■ **WHAT IS NEEDED**
Please count the rows below that contain the word "jacket" and reply with the number only.

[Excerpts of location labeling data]
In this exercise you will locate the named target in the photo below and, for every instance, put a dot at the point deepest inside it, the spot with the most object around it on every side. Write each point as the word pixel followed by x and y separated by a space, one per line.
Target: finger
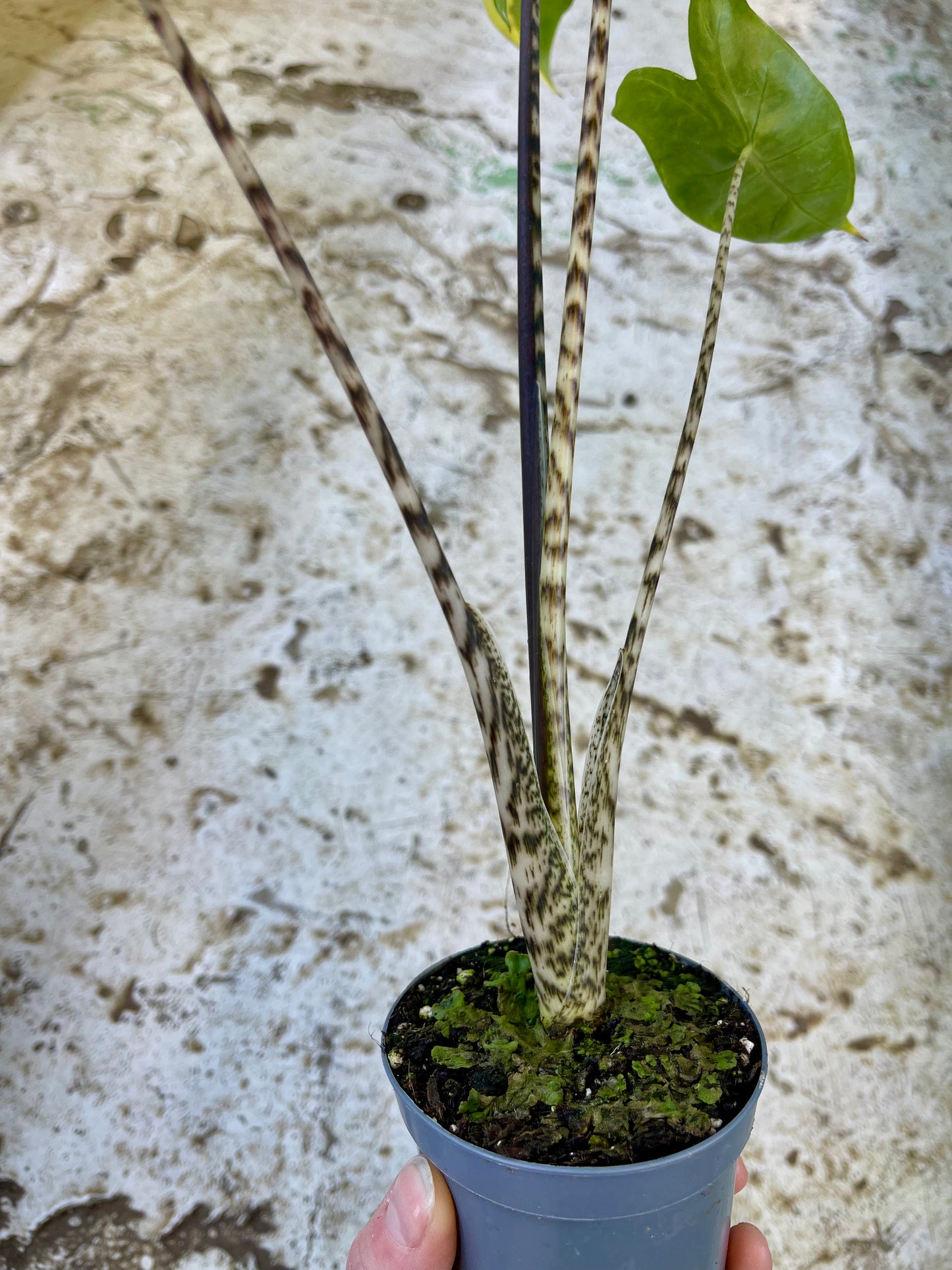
pixel 748 1249
pixel 414 1228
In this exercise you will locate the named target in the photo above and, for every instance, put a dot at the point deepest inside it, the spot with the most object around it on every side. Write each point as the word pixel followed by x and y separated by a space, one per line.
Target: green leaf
pixel 709 1090
pixel 450 1056
pixel 457 1011
pixel 505 14
pixel 752 90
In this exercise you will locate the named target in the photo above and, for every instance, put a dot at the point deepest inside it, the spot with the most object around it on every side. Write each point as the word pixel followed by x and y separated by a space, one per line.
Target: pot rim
pixel 527 1166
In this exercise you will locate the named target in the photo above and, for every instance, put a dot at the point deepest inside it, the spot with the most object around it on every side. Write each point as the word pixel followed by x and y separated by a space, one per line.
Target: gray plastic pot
pixel 664 1215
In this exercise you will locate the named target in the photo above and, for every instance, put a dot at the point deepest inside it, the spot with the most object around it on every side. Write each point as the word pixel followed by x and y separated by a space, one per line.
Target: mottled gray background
pixel 242 790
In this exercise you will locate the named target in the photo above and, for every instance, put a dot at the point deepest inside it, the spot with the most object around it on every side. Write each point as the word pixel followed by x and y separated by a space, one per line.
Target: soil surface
pixel 672 1060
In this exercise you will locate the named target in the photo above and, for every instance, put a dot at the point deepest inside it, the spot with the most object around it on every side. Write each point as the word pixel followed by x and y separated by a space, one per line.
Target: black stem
pixel 532 394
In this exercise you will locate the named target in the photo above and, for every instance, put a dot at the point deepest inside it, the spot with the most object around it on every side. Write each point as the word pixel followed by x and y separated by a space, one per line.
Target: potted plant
pixel 586 1097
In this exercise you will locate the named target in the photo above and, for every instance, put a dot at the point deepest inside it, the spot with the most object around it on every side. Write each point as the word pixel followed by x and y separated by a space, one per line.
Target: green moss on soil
pixel 672 1060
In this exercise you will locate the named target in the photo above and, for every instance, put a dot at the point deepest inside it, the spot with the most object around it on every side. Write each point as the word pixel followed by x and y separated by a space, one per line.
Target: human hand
pixel 414 1228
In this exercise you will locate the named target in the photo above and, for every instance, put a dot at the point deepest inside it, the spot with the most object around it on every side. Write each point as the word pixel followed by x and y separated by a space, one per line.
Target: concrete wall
pixel 242 790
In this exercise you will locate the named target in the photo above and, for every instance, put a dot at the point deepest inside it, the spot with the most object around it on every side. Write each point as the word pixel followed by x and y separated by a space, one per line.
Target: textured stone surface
pixel 242 793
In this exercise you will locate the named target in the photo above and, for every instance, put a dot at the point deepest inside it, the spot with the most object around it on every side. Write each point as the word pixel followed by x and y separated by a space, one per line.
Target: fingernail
pixel 410 1205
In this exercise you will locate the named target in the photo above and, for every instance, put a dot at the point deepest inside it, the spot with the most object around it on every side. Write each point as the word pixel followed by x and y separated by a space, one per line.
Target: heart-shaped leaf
pixel 505 14
pixel 752 90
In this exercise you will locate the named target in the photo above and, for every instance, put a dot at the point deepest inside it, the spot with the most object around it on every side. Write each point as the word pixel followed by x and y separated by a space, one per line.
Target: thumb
pixel 414 1228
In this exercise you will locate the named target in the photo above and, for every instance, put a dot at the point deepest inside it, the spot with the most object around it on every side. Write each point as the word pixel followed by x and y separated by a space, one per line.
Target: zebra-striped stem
pixel 534 415
pixel 560 792
pixel 541 869
pixel 600 785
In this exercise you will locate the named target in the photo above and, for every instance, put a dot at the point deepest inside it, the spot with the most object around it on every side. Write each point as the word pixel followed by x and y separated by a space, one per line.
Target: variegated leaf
pixel 600 789
pixel 560 794
pixel 541 868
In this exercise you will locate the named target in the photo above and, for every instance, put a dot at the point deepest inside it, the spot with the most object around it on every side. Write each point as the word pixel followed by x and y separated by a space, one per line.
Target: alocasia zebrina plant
pixel 754 146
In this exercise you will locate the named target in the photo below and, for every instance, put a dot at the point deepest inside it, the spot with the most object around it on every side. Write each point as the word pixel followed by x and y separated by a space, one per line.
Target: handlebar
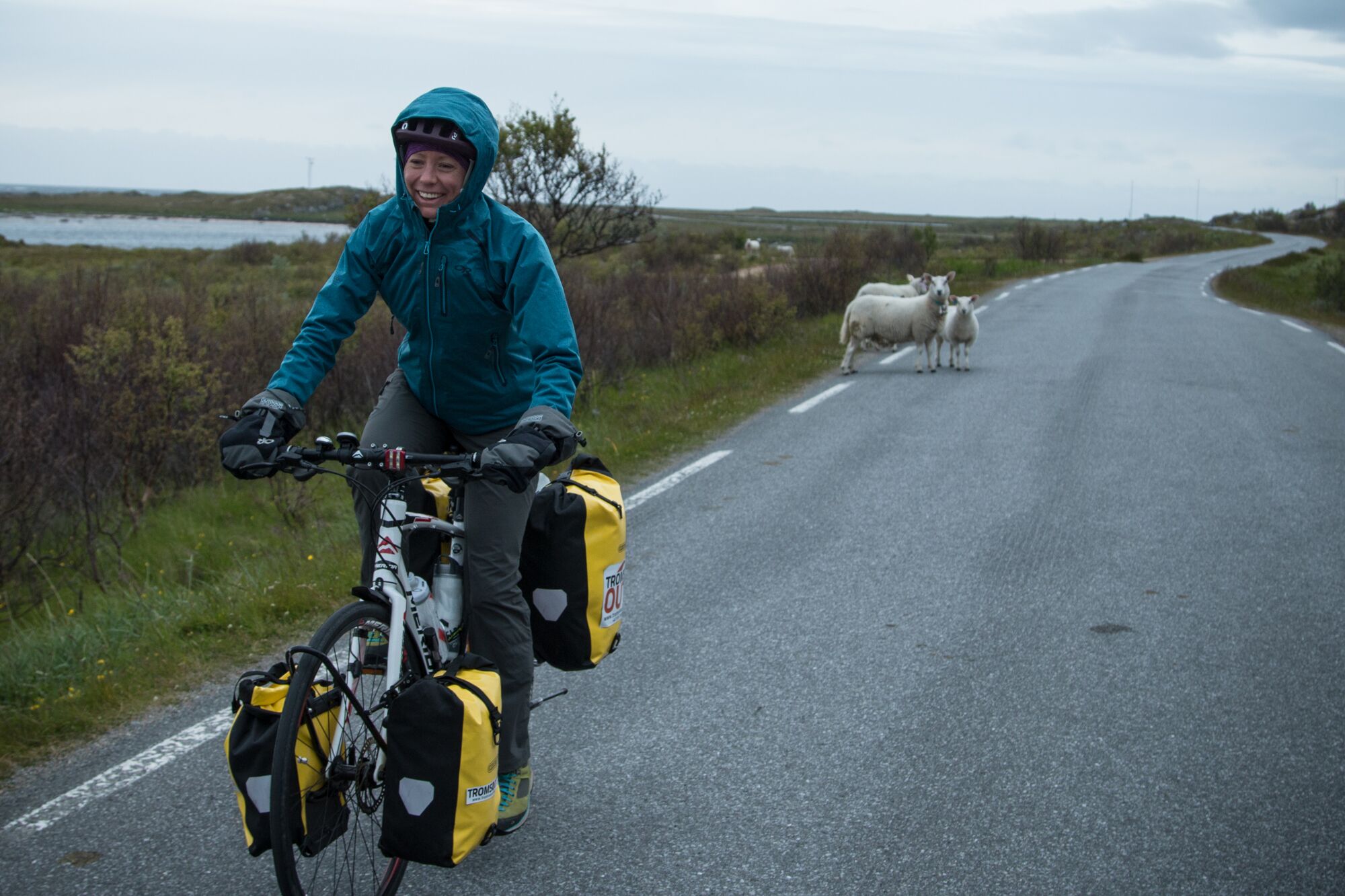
pixel 298 460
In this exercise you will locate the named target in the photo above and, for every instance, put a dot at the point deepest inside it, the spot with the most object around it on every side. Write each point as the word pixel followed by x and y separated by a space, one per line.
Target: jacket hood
pixel 478 124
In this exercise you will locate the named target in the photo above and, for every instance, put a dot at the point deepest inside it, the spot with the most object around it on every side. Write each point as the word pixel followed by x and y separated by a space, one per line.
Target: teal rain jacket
pixel 489 333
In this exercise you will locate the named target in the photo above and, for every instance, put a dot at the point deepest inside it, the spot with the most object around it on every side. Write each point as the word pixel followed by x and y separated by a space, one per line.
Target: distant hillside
pixel 1309 220
pixel 328 205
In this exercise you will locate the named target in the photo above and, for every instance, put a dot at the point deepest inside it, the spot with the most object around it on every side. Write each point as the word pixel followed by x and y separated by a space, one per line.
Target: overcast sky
pixel 1042 108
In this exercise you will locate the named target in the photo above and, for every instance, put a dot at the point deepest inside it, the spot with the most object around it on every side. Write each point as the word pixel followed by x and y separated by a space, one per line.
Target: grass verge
pixel 1288 286
pixel 231 573
pixel 227 575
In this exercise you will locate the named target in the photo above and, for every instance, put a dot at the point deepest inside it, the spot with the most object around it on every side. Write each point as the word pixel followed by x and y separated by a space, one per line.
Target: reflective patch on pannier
pixel 416 794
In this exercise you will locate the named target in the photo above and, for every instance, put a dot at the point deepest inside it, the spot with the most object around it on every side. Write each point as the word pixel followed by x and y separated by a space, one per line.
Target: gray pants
pixel 497 615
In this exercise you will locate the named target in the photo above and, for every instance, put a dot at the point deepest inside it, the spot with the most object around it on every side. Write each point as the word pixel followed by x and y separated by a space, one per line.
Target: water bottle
pixel 419 588
pixel 449 606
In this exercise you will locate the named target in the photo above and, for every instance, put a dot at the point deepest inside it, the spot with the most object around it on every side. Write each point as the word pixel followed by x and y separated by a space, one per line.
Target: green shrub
pixel 1331 282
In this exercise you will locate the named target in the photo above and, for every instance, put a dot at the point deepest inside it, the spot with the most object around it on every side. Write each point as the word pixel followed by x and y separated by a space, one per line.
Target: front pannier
pixel 572 567
pixel 442 795
pixel 251 744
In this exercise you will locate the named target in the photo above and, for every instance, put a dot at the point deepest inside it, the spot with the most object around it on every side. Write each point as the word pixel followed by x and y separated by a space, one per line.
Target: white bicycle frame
pixel 391 581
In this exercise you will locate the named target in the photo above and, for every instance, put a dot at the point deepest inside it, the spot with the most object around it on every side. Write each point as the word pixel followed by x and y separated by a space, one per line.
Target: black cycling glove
pixel 270 419
pixel 544 436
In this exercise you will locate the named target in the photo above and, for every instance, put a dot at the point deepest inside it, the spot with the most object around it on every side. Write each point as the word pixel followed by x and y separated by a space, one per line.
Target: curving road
pixel 1070 622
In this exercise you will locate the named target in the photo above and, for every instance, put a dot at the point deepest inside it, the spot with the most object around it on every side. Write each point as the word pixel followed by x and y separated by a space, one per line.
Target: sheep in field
pixel 960 329
pixel 911 288
pixel 890 321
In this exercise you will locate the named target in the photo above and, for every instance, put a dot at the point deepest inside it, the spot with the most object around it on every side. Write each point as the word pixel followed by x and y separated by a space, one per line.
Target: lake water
pixel 137 232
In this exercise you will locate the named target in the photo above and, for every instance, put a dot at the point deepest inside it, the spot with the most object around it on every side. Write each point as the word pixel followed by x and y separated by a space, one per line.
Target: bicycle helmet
pixel 438 134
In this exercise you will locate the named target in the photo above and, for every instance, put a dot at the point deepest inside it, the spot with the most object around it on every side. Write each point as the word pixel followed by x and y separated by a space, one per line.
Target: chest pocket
pixel 471 307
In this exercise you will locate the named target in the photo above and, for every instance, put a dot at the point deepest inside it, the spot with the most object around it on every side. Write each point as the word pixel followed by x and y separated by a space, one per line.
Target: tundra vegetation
pixel 131 568
pixel 1303 284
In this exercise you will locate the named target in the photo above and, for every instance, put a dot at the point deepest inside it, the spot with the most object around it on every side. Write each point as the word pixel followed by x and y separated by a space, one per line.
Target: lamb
pixel 891 321
pixel 914 287
pixel 960 329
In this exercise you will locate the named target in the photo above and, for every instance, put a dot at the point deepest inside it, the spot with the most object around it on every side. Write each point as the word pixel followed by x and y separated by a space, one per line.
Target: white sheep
pixel 890 321
pixel 960 329
pixel 911 288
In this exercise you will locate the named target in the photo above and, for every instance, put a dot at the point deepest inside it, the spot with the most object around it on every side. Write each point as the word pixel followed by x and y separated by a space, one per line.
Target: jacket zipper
pixel 496 358
pixel 442 282
pixel 434 386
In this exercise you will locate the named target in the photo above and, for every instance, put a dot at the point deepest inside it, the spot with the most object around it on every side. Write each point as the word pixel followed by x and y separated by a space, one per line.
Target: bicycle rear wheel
pixel 338 849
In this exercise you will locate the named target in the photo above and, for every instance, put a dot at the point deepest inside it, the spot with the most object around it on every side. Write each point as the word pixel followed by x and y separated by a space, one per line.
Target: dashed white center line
pixel 818 399
pixel 668 482
pixel 123 775
pixel 895 356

■ **RESPONSE BELOW**
3